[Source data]
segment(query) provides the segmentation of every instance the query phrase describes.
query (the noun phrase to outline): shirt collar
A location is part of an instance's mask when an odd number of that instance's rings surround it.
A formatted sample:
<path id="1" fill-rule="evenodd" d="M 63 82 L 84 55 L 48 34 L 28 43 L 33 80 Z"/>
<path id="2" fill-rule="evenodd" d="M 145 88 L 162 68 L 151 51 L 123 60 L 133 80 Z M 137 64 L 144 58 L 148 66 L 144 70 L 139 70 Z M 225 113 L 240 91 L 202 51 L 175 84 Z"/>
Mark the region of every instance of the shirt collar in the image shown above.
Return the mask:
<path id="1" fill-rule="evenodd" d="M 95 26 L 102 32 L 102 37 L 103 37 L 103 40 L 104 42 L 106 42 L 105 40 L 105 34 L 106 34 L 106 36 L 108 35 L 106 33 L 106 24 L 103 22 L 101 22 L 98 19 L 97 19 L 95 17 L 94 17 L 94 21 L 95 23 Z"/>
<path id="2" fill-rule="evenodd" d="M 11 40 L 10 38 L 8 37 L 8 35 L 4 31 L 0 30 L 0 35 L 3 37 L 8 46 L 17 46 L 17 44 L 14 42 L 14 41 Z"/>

** THE TASK **
Copy each entry exactly, with nothing added or dropped.

** RESPONSE BELOW **
segment(query) provides the segmentation of every instance the query phrase describes.
query (the noun phrase to outline): shirt collar
A location is part of an instance's mask when an odd number of that instance's rings surround it.
A formatted sample:
<path id="1" fill-rule="evenodd" d="M 63 82 L 84 55 L 48 34 L 28 43 L 33 80 Z"/>
<path id="2" fill-rule="evenodd" d="M 145 88 L 162 68 L 151 51 L 123 60 L 133 80 Z M 137 64 L 144 58 L 148 66 L 144 70 L 139 70 Z M 225 113 L 240 91 L 202 51 L 175 84 Z"/>
Mark the region of every instance of the shirt collar in the image shown above.
Return the mask:
<path id="1" fill-rule="evenodd" d="M 95 26 L 102 32 L 102 37 L 103 37 L 103 40 L 104 42 L 106 42 L 105 40 L 105 34 L 106 34 L 106 36 L 108 35 L 106 33 L 106 24 L 103 22 L 101 22 L 98 19 L 97 19 L 95 17 L 94 17 L 94 21 L 95 23 Z"/>
<path id="2" fill-rule="evenodd" d="M 11 40 L 10 38 L 8 37 L 8 35 L 4 31 L 0 30 L 0 35 L 3 37 L 8 46 L 17 46 L 17 44 L 14 42 L 14 41 Z"/>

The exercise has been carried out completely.